* [REQUIRED ACTION] Could you return each line from the one bearing "The service MUST return one point per instance of the grass" through the last line of the entries, exactly as it stands, with no pictures?

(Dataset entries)
____
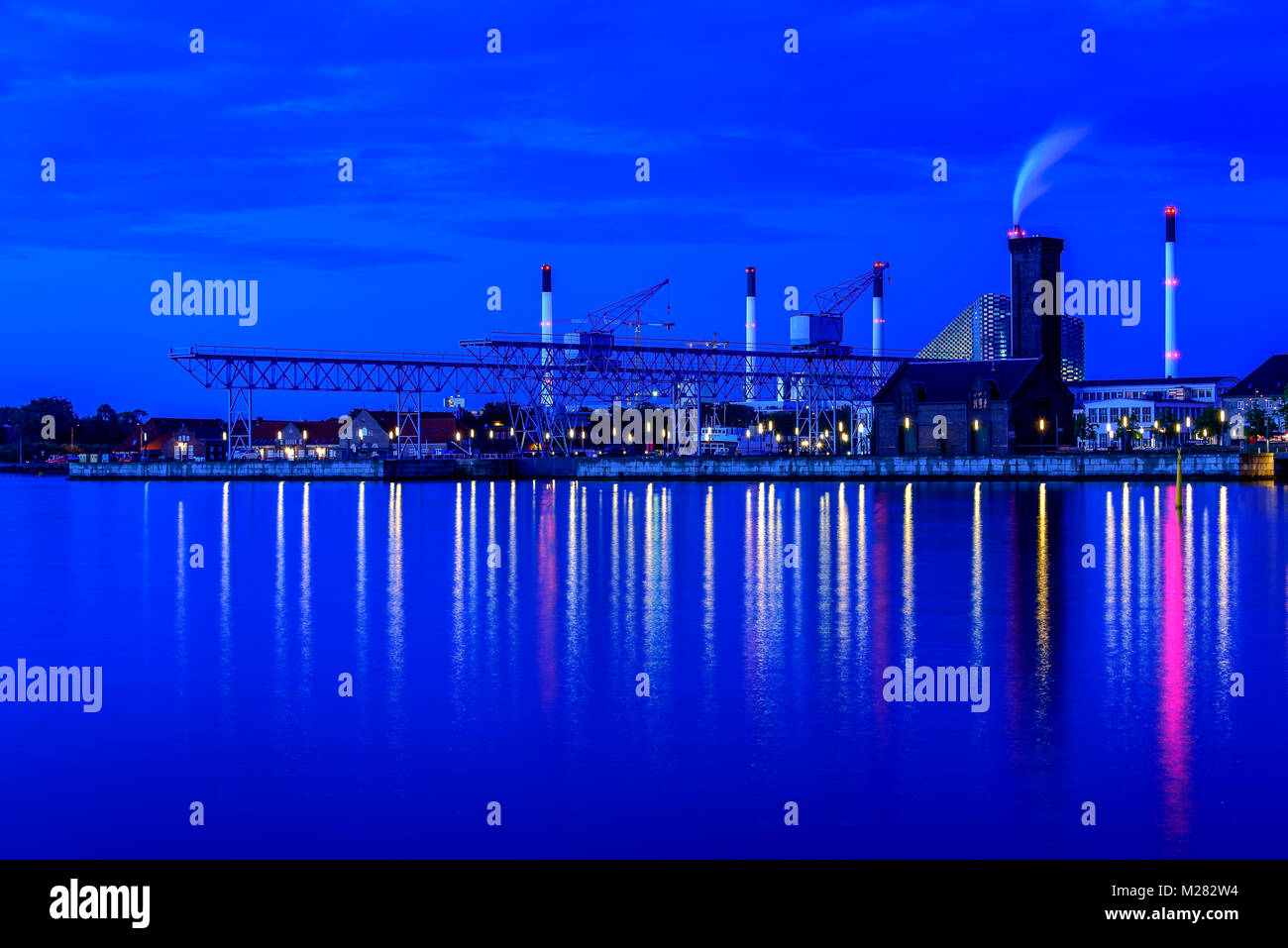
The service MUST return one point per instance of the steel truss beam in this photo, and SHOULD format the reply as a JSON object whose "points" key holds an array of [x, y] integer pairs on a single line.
{"points": [[542, 381]]}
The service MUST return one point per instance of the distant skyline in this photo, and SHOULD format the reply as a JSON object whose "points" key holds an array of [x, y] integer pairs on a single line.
{"points": [[473, 168]]}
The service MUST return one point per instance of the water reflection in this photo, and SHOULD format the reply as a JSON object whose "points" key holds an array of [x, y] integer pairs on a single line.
{"points": [[690, 582]]}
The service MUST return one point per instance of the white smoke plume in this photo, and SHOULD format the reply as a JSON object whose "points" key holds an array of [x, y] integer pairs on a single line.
{"points": [[1028, 183]]}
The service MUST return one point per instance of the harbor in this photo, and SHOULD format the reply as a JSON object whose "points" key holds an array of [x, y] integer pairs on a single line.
{"points": [[1136, 467]]}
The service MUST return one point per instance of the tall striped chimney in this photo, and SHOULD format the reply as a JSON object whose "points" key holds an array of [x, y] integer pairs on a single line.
{"points": [[548, 331], [1171, 355], [879, 308], [751, 333]]}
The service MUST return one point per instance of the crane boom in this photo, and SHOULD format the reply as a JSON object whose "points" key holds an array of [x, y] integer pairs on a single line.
{"points": [[617, 313], [836, 299]]}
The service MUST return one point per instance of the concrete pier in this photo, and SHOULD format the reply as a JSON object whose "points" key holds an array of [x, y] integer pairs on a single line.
{"points": [[1137, 466]]}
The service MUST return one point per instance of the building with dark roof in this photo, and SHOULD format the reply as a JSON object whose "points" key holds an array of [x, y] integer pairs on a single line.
{"points": [[966, 407], [178, 440], [1263, 388], [1145, 401]]}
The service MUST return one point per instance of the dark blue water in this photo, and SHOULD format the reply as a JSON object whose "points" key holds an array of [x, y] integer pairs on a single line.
{"points": [[516, 682]]}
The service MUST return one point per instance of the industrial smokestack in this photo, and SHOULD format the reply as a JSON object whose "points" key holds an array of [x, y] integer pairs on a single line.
{"points": [[1033, 261], [879, 308], [1171, 355], [751, 331], [548, 330]]}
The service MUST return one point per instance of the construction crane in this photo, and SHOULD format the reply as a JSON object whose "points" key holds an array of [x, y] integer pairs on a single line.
{"points": [[835, 300], [621, 313]]}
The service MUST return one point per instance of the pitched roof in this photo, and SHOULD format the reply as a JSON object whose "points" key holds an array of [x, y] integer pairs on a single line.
{"points": [[1267, 378], [952, 380], [1151, 382]]}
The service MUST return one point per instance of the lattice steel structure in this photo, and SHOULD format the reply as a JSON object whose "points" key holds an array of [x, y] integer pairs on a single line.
{"points": [[541, 381]]}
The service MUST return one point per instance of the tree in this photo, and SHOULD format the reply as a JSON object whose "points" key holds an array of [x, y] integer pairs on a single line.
{"points": [[1083, 429]]}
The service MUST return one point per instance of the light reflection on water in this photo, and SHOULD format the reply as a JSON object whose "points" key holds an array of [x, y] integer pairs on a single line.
{"points": [[494, 633]]}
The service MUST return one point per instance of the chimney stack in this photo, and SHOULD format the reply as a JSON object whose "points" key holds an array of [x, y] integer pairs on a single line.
{"points": [[1035, 260], [1171, 355], [751, 333], [548, 331], [879, 308]]}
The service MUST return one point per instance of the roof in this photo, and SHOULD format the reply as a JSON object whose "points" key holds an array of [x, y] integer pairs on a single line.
{"points": [[1267, 378], [1159, 382], [158, 430], [952, 380]]}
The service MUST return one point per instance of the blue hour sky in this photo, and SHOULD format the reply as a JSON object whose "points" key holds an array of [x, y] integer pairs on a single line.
{"points": [[473, 168]]}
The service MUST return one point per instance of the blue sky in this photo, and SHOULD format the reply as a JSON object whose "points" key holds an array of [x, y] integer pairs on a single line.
{"points": [[473, 168]]}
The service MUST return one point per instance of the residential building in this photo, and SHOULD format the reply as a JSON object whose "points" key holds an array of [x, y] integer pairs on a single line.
{"points": [[178, 440], [1144, 401], [1263, 388]]}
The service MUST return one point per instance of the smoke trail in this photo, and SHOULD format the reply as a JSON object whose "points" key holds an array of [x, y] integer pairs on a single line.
{"points": [[1028, 183]]}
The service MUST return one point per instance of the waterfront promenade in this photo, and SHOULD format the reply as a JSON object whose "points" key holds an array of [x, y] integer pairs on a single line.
{"points": [[1063, 467]]}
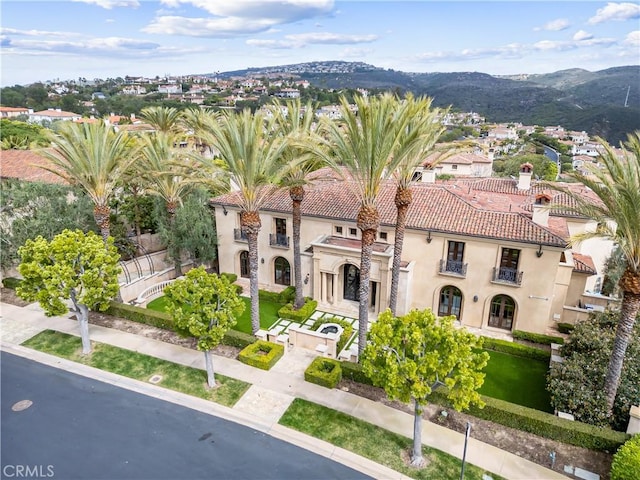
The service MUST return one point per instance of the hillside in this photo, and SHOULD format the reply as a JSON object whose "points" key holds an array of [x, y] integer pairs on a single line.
{"points": [[575, 98]]}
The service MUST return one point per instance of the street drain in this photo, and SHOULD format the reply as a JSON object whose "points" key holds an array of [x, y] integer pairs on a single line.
{"points": [[21, 405]]}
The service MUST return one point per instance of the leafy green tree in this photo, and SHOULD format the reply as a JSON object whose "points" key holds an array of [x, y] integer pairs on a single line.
{"points": [[204, 306], [617, 188], [95, 157], [576, 384], [251, 153], [73, 266], [412, 355], [30, 209]]}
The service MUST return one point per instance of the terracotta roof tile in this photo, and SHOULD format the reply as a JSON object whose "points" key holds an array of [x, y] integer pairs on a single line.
{"points": [[25, 165]]}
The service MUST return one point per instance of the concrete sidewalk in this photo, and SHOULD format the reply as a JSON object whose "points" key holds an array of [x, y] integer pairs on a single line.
{"points": [[267, 399]]}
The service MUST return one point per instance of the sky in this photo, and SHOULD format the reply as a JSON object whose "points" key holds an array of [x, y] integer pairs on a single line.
{"points": [[61, 40]]}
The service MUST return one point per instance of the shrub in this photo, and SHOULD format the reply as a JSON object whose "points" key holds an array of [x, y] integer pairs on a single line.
{"points": [[346, 332], [537, 337], [301, 314], [626, 461], [565, 327], [325, 372], [515, 349], [541, 423], [11, 282], [288, 295], [261, 354], [353, 371]]}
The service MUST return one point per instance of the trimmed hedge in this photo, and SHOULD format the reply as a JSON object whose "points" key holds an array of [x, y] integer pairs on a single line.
{"points": [[566, 327], [536, 337], [11, 282], [301, 314], [261, 354], [325, 372], [353, 371], [516, 349], [140, 315], [626, 461], [145, 316], [541, 423]]}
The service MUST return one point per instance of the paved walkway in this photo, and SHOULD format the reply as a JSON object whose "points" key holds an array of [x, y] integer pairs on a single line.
{"points": [[266, 400]]}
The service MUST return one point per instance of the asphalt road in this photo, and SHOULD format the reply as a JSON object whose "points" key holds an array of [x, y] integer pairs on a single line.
{"points": [[80, 428]]}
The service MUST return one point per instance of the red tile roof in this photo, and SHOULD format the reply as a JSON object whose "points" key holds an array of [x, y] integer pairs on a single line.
{"points": [[25, 165]]}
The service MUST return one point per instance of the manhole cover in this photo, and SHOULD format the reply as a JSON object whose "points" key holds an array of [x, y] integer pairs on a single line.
{"points": [[21, 405]]}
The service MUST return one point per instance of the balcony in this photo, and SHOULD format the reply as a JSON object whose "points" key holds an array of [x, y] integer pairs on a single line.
{"points": [[239, 235], [278, 240], [507, 276], [453, 267]]}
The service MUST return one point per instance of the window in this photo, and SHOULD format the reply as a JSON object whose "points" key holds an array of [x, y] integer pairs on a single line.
{"points": [[244, 264], [282, 271], [351, 283], [450, 302], [502, 311]]}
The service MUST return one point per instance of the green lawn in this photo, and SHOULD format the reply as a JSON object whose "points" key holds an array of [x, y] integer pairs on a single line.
{"points": [[268, 313], [372, 442], [191, 381], [517, 380]]}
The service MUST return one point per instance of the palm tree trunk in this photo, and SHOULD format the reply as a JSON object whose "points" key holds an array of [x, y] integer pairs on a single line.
{"points": [[297, 195], [416, 455], [208, 361], [628, 313], [250, 224], [101, 216], [403, 200], [368, 222]]}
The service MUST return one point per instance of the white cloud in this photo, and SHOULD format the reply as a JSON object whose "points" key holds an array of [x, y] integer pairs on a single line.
{"points": [[582, 35], [303, 39], [616, 11], [109, 4], [633, 39], [236, 17], [555, 25]]}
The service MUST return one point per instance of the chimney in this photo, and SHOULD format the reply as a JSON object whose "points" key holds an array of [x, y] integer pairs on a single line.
{"points": [[541, 210], [524, 178]]}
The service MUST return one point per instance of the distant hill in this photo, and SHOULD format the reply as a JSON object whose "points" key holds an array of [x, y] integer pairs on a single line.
{"points": [[577, 99]]}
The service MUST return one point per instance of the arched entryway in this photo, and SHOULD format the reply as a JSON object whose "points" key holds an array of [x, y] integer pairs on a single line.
{"points": [[450, 302], [244, 264], [351, 282], [502, 313], [282, 271]]}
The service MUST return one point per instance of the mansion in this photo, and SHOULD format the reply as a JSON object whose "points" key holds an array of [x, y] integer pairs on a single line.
{"points": [[487, 250]]}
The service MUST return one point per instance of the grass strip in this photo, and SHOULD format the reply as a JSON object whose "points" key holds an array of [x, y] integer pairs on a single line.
{"points": [[138, 366], [375, 443]]}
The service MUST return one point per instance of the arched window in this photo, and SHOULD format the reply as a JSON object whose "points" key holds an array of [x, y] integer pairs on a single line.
{"points": [[450, 302], [502, 312], [244, 264], [351, 283], [283, 271]]}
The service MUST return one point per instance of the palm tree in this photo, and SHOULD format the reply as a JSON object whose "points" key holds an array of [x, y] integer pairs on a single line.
{"points": [[95, 157], [295, 121], [168, 176], [617, 187], [251, 152], [367, 143], [419, 139], [163, 119]]}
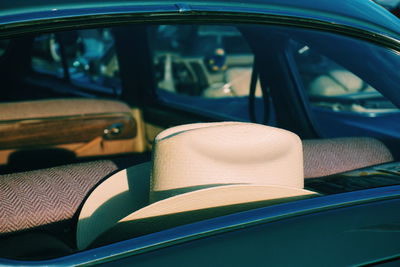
____
* [TASK ANSWER]
The service MUST return one point per instance of the grass strip in this photo, and SHOULD format the reply as a JSON object whose "points" key holds an array of [x, y] integer pairs on a single line.
{"points": [[138, 366], [375, 443]]}
The service MUST return one point per instance of the arched window in this photo, and SHOULD format the reply as a JSON object whose "points" key holds an array of [x, y] integer pairs on a single line.
{"points": [[450, 302], [502, 312], [244, 264], [351, 283], [283, 271]]}
The service MUST return one point per instance of the palm tree in this photo, and SHOULD format the reply as a JSON object whose "points" key holds an array of [x, y] integer pairs on a single line.
{"points": [[95, 157], [295, 121], [168, 176], [617, 187], [251, 152], [367, 143], [419, 139], [163, 119]]}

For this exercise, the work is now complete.